Turn the stretch of the records from the line containing "Where can the fingernail" through the line containing "x=306, y=205" into a numbered list, dropping any blank lines.

─── Supplied material

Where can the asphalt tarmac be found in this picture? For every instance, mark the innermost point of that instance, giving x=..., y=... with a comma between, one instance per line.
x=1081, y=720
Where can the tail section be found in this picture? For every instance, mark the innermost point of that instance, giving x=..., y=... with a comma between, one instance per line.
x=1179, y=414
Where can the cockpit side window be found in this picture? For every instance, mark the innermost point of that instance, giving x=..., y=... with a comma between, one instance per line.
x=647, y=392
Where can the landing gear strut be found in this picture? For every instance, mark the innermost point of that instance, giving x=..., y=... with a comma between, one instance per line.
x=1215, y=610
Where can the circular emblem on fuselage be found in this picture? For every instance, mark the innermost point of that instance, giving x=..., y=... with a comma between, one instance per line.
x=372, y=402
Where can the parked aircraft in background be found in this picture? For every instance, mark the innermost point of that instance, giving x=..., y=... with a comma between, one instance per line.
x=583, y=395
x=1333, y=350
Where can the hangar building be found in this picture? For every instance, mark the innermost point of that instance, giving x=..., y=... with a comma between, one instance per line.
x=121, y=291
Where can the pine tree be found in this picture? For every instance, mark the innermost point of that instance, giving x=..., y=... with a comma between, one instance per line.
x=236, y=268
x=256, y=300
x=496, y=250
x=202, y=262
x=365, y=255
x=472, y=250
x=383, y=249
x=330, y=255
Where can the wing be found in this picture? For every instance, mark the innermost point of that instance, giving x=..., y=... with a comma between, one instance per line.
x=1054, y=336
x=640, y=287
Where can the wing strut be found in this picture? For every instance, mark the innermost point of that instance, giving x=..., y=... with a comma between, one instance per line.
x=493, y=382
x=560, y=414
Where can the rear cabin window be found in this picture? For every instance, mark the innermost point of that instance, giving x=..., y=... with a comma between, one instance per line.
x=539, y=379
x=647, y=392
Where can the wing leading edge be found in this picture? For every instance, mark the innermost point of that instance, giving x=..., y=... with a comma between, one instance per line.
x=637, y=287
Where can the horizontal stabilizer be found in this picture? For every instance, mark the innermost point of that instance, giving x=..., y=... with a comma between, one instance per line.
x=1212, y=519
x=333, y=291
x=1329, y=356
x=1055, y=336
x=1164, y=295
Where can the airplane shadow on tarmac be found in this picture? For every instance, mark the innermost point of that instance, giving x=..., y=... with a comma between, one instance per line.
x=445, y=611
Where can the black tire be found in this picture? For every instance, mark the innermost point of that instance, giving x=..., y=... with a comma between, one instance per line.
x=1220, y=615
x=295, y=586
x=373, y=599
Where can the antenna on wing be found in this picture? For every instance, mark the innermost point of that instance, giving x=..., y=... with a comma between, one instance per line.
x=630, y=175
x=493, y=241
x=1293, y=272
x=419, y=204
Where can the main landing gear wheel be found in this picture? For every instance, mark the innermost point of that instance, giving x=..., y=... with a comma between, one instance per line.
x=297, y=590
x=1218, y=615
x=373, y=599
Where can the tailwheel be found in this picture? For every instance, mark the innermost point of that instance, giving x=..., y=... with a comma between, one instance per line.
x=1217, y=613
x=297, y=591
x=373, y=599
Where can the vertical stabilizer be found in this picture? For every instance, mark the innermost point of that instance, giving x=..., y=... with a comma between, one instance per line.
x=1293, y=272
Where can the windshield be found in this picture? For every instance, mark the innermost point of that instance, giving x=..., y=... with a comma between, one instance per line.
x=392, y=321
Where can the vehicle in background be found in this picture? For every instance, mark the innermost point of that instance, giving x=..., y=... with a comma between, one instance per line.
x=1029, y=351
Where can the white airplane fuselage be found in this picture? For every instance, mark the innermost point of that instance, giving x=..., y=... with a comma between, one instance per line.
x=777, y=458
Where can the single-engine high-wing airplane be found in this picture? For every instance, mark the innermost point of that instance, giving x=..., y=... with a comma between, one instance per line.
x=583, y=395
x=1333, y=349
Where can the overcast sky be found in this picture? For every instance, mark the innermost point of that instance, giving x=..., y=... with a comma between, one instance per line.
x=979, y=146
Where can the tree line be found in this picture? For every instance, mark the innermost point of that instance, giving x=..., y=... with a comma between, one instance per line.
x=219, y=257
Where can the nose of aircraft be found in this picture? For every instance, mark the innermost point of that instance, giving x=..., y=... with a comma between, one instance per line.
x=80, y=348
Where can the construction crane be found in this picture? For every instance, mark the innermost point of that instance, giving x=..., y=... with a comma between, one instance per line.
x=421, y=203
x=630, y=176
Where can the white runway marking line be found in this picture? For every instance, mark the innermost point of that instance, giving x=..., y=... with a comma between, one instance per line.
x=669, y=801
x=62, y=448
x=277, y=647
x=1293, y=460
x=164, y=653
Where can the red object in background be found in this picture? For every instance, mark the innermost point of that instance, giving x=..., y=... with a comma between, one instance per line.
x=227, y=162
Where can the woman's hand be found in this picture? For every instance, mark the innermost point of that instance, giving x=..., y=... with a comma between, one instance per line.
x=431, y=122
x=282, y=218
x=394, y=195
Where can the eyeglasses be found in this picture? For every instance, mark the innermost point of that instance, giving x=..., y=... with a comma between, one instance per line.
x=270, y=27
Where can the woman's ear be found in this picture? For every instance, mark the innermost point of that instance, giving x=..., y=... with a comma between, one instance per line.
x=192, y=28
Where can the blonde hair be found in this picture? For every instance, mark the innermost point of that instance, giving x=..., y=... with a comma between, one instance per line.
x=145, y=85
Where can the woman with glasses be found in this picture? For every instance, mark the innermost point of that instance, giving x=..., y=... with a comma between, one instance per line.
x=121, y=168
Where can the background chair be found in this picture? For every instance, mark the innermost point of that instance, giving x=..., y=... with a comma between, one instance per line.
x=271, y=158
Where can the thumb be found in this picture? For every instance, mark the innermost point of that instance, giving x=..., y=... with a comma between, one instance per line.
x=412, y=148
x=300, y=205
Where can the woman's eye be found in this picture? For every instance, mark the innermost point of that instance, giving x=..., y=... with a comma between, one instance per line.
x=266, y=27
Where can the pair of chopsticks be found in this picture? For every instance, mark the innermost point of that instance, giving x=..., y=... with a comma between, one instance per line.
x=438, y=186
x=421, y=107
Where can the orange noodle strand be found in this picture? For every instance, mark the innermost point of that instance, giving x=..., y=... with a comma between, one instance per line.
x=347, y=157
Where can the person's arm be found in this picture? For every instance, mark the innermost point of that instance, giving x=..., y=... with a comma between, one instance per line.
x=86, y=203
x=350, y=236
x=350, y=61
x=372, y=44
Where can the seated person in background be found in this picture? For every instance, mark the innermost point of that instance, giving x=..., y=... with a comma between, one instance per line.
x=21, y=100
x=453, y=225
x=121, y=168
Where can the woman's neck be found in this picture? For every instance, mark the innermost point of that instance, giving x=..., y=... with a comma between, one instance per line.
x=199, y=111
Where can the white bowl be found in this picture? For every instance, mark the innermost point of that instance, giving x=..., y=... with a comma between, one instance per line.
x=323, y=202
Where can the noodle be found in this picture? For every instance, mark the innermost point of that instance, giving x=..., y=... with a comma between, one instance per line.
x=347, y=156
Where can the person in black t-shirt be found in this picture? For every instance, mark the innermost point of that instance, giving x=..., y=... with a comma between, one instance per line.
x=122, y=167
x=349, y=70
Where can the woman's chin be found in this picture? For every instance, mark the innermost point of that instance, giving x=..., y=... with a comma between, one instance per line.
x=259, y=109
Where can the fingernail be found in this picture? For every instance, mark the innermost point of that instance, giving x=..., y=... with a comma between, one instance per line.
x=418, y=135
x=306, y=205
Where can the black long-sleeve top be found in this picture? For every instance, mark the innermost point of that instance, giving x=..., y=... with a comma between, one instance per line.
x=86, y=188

──────

**Task output**
1. Where can the fingernail be found in this picture? For every instance, mark the innermost point of that instance, giving x=..., y=... with a comma between, one instance per line.
2. x=418, y=135
3. x=306, y=205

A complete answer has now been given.